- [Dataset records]

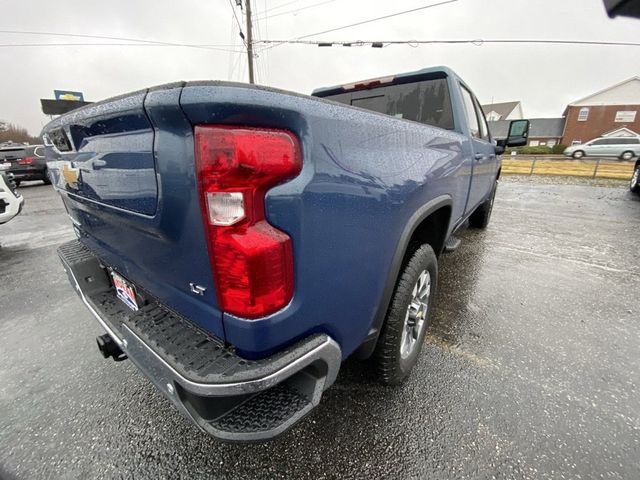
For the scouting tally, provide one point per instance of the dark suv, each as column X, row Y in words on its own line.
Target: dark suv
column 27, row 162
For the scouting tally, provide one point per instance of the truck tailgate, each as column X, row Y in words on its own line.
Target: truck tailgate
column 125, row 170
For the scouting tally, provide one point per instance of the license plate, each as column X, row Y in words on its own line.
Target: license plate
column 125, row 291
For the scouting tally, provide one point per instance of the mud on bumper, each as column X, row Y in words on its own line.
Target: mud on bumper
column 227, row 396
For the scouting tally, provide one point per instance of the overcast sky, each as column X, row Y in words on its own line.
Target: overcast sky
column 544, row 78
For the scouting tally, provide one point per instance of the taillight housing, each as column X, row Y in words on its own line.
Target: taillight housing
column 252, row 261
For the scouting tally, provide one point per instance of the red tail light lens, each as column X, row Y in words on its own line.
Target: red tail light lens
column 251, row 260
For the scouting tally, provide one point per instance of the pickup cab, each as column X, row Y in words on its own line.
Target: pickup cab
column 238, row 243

* * *

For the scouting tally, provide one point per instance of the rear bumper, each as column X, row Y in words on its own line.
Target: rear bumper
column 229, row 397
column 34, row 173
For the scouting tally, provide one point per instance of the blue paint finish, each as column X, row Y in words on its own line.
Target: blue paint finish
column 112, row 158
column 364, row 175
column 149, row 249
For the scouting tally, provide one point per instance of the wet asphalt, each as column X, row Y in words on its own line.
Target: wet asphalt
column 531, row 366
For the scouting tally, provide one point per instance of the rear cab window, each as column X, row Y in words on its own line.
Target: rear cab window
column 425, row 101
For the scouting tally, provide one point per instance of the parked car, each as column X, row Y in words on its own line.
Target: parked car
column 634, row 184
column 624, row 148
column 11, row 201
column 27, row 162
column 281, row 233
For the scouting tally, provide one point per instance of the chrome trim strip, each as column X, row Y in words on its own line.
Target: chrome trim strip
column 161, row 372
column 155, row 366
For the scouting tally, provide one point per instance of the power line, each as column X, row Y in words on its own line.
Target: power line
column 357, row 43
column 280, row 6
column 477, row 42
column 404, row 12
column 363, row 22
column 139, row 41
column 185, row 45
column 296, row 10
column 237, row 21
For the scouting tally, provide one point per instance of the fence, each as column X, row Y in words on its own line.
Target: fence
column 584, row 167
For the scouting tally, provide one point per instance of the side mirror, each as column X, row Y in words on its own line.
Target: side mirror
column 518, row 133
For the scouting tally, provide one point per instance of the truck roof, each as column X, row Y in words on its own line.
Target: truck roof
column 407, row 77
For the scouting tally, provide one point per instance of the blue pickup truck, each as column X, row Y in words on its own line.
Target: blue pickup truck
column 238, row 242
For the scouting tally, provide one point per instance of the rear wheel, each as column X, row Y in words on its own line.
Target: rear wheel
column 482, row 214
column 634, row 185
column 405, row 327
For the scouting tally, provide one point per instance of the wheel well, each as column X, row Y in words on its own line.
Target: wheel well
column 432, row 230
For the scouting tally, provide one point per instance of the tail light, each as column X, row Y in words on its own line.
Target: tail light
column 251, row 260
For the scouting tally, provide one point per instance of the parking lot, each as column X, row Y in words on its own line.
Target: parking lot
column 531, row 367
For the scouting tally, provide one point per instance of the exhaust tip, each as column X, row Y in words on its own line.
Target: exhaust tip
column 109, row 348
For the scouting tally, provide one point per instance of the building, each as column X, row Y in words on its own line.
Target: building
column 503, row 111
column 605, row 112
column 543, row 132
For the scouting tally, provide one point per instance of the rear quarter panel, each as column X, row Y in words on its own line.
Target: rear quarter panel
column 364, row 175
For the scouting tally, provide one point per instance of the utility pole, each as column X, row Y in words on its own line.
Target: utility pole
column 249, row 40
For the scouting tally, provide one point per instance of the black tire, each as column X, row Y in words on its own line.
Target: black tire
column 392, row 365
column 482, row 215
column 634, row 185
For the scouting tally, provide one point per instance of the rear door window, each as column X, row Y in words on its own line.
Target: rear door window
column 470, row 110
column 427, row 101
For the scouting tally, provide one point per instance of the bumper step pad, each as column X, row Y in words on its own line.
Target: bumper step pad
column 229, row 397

- [Your goal] Please reproduce the rows word for word, starting at the line containing "wet asphalt, each" and ending at the line containing "column 405, row 327", with both of those lines included.

- [Reply]
For the scouting tally, provide one point per instance of the wet asphalt, each as column X, row Y in words on its own line.
Target: wet asphalt
column 531, row 366
For the scouting tally, provide one point per instance of the rear cab window, each as column X, row Y in words on its own line.
Target: rear cab window
column 425, row 101
For the scouting tally, provide one point per instance of the parked car, each as column X, row Y in words on its own line.
Target: parked car
column 634, row 184
column 624, row 148
column 11, row 201
column 27, row 162
column 281, row 233
For the scouting tally, provide one point per instance of the chrome trim strip, each as column X, row Y in words on its own line.
Target: chrome trim strip
column 161, row 372
column 155, row 366
For the scouting tally, provide one point per instance of the power line, each as column X, row Y in words on its own line.
Target: power line
column 357, row 43
column 280, row 6
column 477, row 42
column 404, row 12
column 363, row 22
column 139, row 41
column 185, row 45
column 296, row 10
column 237, row 21
For the scouting tally, provide one point per instance of the fence, each as column X, row Y in words on its own line.
Target: fence
column 584, row 167
For the scouting tally, provide one point per instance of the side mirror, each as column X, row Y in words on its own line.
Target: side mirror
column 518, row 133
For the scouting tally, provide one point per instance of the truck roof, each as column X, row Y in words on its own line.
Target: truck roof
column 407, row 77
For the scouting tally, provide one point per instance of the blue pickup truck, each as column X, row Y in words on its own line.
Target: blue pickup truck
column 238, row 242
For the scouting tally, provide one point per instance of the rear wheel, each as column X, row Y in words on its own line.
Target: rear wheel
column 482, row 214
column 634, row 185
column 405, row 327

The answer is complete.